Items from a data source
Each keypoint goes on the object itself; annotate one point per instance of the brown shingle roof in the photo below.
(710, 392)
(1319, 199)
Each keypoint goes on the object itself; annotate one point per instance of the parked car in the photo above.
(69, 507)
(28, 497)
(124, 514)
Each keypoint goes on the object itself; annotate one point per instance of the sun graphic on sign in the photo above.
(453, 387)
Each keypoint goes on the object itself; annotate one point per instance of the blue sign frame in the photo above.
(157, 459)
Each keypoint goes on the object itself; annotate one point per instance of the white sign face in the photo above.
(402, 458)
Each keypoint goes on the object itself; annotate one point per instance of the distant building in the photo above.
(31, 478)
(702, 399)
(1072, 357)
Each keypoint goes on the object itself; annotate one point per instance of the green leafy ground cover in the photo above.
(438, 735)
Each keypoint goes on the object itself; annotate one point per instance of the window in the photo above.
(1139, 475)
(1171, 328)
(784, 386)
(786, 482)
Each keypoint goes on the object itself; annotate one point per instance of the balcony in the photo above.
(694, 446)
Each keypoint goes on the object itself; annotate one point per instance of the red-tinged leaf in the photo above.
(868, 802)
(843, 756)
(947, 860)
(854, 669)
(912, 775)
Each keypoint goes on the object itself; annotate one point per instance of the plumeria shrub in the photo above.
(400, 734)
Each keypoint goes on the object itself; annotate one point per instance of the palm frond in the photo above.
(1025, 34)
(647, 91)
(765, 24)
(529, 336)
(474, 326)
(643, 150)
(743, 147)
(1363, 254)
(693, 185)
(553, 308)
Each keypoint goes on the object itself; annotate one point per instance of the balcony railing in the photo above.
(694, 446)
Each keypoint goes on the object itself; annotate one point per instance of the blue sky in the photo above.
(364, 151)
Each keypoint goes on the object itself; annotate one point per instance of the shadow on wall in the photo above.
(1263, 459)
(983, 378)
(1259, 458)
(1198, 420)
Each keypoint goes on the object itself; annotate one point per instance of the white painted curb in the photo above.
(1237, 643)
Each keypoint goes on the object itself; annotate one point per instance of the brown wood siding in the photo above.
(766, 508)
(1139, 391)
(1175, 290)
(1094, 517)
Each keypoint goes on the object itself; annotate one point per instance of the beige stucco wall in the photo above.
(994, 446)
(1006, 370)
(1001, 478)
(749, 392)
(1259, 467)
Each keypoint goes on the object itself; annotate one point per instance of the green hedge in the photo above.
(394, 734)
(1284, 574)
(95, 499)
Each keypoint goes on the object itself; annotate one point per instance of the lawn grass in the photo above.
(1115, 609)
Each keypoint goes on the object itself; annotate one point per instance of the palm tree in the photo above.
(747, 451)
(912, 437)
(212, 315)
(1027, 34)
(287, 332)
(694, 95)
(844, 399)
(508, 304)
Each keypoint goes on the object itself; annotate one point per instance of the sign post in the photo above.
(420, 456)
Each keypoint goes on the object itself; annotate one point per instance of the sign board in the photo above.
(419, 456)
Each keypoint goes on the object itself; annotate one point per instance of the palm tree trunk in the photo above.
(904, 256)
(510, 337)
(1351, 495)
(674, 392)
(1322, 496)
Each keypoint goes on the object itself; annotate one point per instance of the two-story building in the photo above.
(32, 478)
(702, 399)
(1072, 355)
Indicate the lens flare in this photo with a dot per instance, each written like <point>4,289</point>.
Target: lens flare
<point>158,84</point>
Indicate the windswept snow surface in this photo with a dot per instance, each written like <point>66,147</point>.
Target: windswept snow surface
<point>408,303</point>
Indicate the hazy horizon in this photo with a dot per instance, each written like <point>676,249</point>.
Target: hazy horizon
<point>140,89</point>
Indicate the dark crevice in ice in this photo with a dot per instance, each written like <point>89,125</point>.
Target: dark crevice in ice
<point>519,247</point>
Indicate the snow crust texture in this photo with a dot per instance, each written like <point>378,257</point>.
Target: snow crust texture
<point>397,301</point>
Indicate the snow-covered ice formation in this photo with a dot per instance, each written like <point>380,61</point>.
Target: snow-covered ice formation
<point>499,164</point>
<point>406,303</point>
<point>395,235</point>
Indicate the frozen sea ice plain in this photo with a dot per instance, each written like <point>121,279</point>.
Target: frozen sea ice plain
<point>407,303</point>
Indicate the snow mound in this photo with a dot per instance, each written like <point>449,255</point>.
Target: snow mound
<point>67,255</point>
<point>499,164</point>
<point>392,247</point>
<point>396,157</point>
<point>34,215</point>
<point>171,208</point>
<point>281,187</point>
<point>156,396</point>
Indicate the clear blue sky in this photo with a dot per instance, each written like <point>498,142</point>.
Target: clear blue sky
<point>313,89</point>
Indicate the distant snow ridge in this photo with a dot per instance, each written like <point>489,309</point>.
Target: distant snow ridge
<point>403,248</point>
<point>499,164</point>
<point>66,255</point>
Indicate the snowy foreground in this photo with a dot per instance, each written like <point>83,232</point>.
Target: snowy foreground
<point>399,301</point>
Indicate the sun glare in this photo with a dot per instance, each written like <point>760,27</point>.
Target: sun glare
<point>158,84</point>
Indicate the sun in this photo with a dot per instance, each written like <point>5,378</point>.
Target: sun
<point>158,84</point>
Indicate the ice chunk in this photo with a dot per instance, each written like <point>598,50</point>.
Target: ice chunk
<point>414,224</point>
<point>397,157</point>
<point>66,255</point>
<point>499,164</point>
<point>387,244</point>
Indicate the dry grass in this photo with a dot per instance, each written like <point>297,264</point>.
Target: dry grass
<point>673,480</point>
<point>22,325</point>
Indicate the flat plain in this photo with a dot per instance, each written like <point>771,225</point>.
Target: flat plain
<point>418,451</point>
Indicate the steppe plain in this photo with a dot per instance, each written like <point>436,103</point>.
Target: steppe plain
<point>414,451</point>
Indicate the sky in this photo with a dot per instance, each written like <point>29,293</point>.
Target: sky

Your assignment — All of the entries above must be transcribed exactly.

Answer section —
Each keypoint goes on the object itself; annotate one point per instance of the brown shingle roof in the photo below.
(710, 392)
(1319, 199)
Each keypoint goes on the object itself; annotate one point per instance of the parked car in the photo above.
(69, 507)
(28, 497)
(124, 514)
Each keypoint goes on the object itself; annotate one point per instance of the sun graphic on sign in the photo above.
(453, 387)
Each keypoint goes on the object itself; annotate one point per instance of the blue sign frame in the photo above.
(157, 459)
Each keypoint goes on the object itself; annotate one point per instance of the white sign face in the photo above.
(402, 458)
Each keypoint goes on the object itself; annotate one point per instance of the distant building in the photo above.
(31, 478)
(702, 399)
(1072, 357)
Each keypoint goes on the object itself; annotate one point per instance of the green leafy ground cover in the photo above.
(438, 735)
Each keypoint goes on the object itself; annotate one point per instance of the window in the photo above.
(1139, 475)
(1171, 328)
(784, 386)
(786, 482)
Each keypoint goes on the object itself; annotate one point per instance of the balcony in the photo above.
(694, 446)
Each keypoint goes on the object itself; annotate one point per instance of the red-tinged leaf in the photo above.
(868, 802)
(843, 756)
(947, 860)
(854, 669)
(912, 775)
Each keypoint goes on the object itself; annotate one point per instance of the plumeria shrub in the photo above.
(400, 734)
Each keypoint goes on the object itself; annotate one point per instance of the palm frond in the photo above.
(1025, 34)
(647, 91)
(765, 24)
(529, 336)
(474, 326)
(643, 150)
(743, 147)
(1363, 254)
(693, 185)
(553, 308)
Each keypoint goes on the object itself; annotate one point per instance of the balcony railing in the photo above.
(694, 446)
Each keypoint goes on the object itself; annotate one point per instance of the blue sky in the photo above.
(364, 151)
Each keypoint goes on the object itself; annotate one point per instance of the shadow on wall in the photo above.
(1263, 459)
(983, 378)
(1259, 458)
(1198, 420)
Each keypoint goes on the object itself; annotate one point per instance of the white painted curb in the photo above.
(1237, 643)
Each keypoint goes on the object itself; annotate one point per instance of the brown wood siding in the photo above.
(766, 508)
(1139, 391)
(1175, 290)
(1094, 517)
Each keypoint goes on the object itself; annotate one point per instance of the beige stucco wall in the photo above.
(994, 446)
(1006, 370)
(1001, 478)
(749, 392)
(1259, 467)
Each keypoint goes on the object itself; annotate one point per instance of the green hedge in the photo above.
(394, 734)
(1284, 574)
(95, 499)
Each keypoint goes on the object itself; annotate one point per instance of the lawn grass in the photo above.
(1115, 609)
Each keypoint goes on the object itself; annotate one point per instance of the palm tree in the photo above.
(747, 451)
(912, 437)
(212, 315)
(1027, 34)
(287, 332)
(694, 95)
(844, 399)
(508, 304)
Each keypoint goes on the object itself; annotate one point per instance of the sign post in the photo above.
(420, 456)
Each keypoint goes on the object itself; annotate one point per instance of the sign board in the photo above.
(419, 456)
Each keypoint goes on the object itself; annotate one point per instance of the palm tree trunk in the photo above.
(904, 256)
(510, 337)
(1351, 495)
(674, 392)
(1322, 496)
Each keypoint goes on the object itself; annotate one point per instance of the two-story building in the photo above.
(32, 478)
(702, 399)
(1072, 355)
Indicate the lens flare in this photo with a dot per instance, each written like <point>4,289</point>.
Target: lens flare
<point>158,84</point>
Indicate the windswept snow surface in this photo with a dot per instance, each written like <point>66,147</point>.
Target: windswept snow surface
<point>408,303</point>
Indicate the hazy horizon in this photo with a dot per instance, each written like <point>676,249</point>.
Target: hazy horizon
<point>140,89</point>
Indicate the dark crevice in ice in this photo with a dot per instance, each written like <point>89,125</point>.
Target: dark crevice in ice
<point>519,247</point>
Indicate the snow crust texture in this photo with a dot per instance, each written like <point>378,257</point>.
Target: snow crust texture
<point>397,301</point>
Indicate the snow-covered ice formation in this photo with a dot per instance, each written like <point>380,61</point>.
Target: snow-covered ice formation
<point>499,164</point>
<point>406,303</point>
<point>395,235</point>
Indicate the frozen sea ice plain in this photo with a dot per instance, each written like <point>121,279</point>.
Target: frozen sea ice plain
<point>407,303</point>
Indicate the snow mound in this photo with a dot per instance, each written like <point>449,255</point>.
Target: snow mound
<point>67,255</point>
<point>499,164</point>
<point>392,247</point>
<point>396,157</point>
<point>34,215</point>
<point>171,208</point>
<point>281,187</point>
<point>156,396</point>
Indicate the clear blue sky in this photo with a dot per instance, each written like <point>498,142</point>.
Target: clear blue sky
<point>313,89</point>
Indicate the distant snow ridge in this photo with a dot per instance, each written like <point>489,309</point>.
Target: distant snow ridge
<point>403,248</point>
<point>499,164</point>
<point>66,255</point>
Indicate the snowy foreground in this photo with a dot per instance, each written like <point>83,232</point>.
Target: snowy foreground
<point>399,301</point>
Indicate the sun glare in this photo with a dot per instance, each written like <point>760,27</point>.
Target: sun glare
<point>158,84</point>
Indicate the sun in this photo with a dot per instance, each written like <point>5,378</point>.
Target: sun
<point>158,84</point>
Indicate the ice chunk in this photo with a dot per instance, each written like <point>598,50</point>.
Target: ice chunk
<point>414,224</point>
<point>397,157</point>
<point>66,255</point>
<point>499,164</point>
<point>387,244</point>
Indicate the dry grass in this photo with a dot per instance, each written like <point>297,264</point>.
Target: dry grass
<point>673,480</point>
<point>22,325</point>
Indicate the flat plain in this photo with a dot per instance, each written like <point>771,225</point>.
Target: flat plain
<point>418,451</point>
Indicate the steppe plain in this photo with a dot per instance, each written like <point>436,103</point>.
Target: steppe plain
<point>414,451</point>
Indicate the sky in this photo with a dot per instance, each written like <point>29,293</point>.
Target: sky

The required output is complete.